Task input.
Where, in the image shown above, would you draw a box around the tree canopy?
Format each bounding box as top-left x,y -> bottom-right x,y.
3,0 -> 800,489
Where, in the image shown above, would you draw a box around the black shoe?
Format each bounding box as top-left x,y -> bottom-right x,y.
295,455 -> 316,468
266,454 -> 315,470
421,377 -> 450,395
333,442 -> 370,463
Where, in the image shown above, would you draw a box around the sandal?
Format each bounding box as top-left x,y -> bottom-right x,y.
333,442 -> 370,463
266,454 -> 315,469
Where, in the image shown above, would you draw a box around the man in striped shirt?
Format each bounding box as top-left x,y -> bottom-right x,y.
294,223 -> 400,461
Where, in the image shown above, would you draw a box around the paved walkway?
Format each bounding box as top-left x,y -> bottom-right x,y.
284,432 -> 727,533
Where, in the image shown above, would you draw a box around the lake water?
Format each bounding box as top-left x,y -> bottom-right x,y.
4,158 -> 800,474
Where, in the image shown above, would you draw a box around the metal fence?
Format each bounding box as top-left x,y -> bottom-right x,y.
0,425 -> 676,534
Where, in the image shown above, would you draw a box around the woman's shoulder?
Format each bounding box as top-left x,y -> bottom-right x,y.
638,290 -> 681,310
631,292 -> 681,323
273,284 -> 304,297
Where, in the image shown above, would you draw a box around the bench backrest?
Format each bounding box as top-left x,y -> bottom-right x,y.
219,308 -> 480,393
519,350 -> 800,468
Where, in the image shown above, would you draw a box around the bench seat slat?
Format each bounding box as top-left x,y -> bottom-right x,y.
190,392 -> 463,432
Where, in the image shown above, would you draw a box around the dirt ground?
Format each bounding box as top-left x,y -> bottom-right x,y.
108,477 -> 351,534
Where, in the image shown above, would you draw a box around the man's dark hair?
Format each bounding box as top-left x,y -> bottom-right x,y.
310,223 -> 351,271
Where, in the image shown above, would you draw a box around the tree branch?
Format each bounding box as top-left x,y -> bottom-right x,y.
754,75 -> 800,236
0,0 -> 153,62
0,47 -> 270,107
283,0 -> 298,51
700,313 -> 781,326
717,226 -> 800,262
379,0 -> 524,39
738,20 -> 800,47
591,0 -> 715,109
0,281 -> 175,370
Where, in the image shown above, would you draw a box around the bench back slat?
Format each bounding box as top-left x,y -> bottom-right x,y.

Aim of the exercise.
Please retype all of the material above, keeping it exact.

Result for this task.
Where, in the image shown above, would you draw a box around the tree canopy?
Format each bounding box as top-left x,y -> bottom-right x,y.
3,0 -> 800,489
Where, in the image shown above, would you draw a box around the black shoe?
Format each bounding box as top-left x,y -> bottom-right x,y.
295,455 -> 316,468
266,454 -> 315,470
421,377 -> 450,395
333,442 -> 370,463
Where, in the image shown above, would you draw a box around the sandal?
Format each bounding box as top-left x,y -> bottom-right x,y.
333,442 -> 370,463
266,454 -> 315,469
Where, in the image shown above, would you draw a box around the man in striped shirt?
Format each bounding box as top-left x,y -> bottom-right x,y.
294,223 -> 400,461
Where, in the image shown above, would you draw a box around the paved walkway?
Format each bounding box as top-left x,y -> bottom-right x,y.
284,432 -> 727,533
Where, in the image shown above, would you draw a box around the lake water?
Format each bounding box as top-left x,y -> bottom-right x,y.
4,158 -> 800,474
Where, in the image shown above, would you draw a box around the metal fence?
Format each bounding box as top-left x,y -> bottom-right x,y.
0,425 -> 676,534
Where, in the image shown above, would you draw a box around the woman's shoulder?
Format each bounding box as top-left x,y -> bottom-right x,y.
638,290 -> 681,310
631,292 -> 681,323
273,284 -> 304,297
Where, in the image shown above, would you draw a box around the bench backrest?
Format each bounding box as top-left x,y -> bottom-right x,y.
219,308 -> 480,393
519,350 -> 800,468
Where, in the image shown above, would you draw a box around the bench seat slat?
Format each bounding box as top-left x,y -> bottom-right x,y.
190,392 -> 463,432
Where, in the image shown above, would you draw a box around the dirt ground?
Format each bounding box as top-left x,y -> bottom-right x,y.
108,477 -> 351,534
Where, in the image shown above, would you draw a box around the man's dark hair?
Format each bounding box as top-left x,y -> bottom-right x,y.
310,223 -> 351,271
Where, in the image shown above, would you draw a box around the tree branch?
Format each bounding box as top-left x,y -> bottom-right x,y.
754,75 -> 800,236
0,0 -> 153,62
0,47 -> 270,107
283,0 -> 298,51
700,313 -> 781,326
717,226 -> 800,262
379,0 -> 524,39
738,20 -> 800,47
591,0 -> 715,109
0,281 -> 175,370
Where, in the image shown above, would you draw a box around the bench back slat?
Format each bounding box as top-left x,y -> bottom-right x,y.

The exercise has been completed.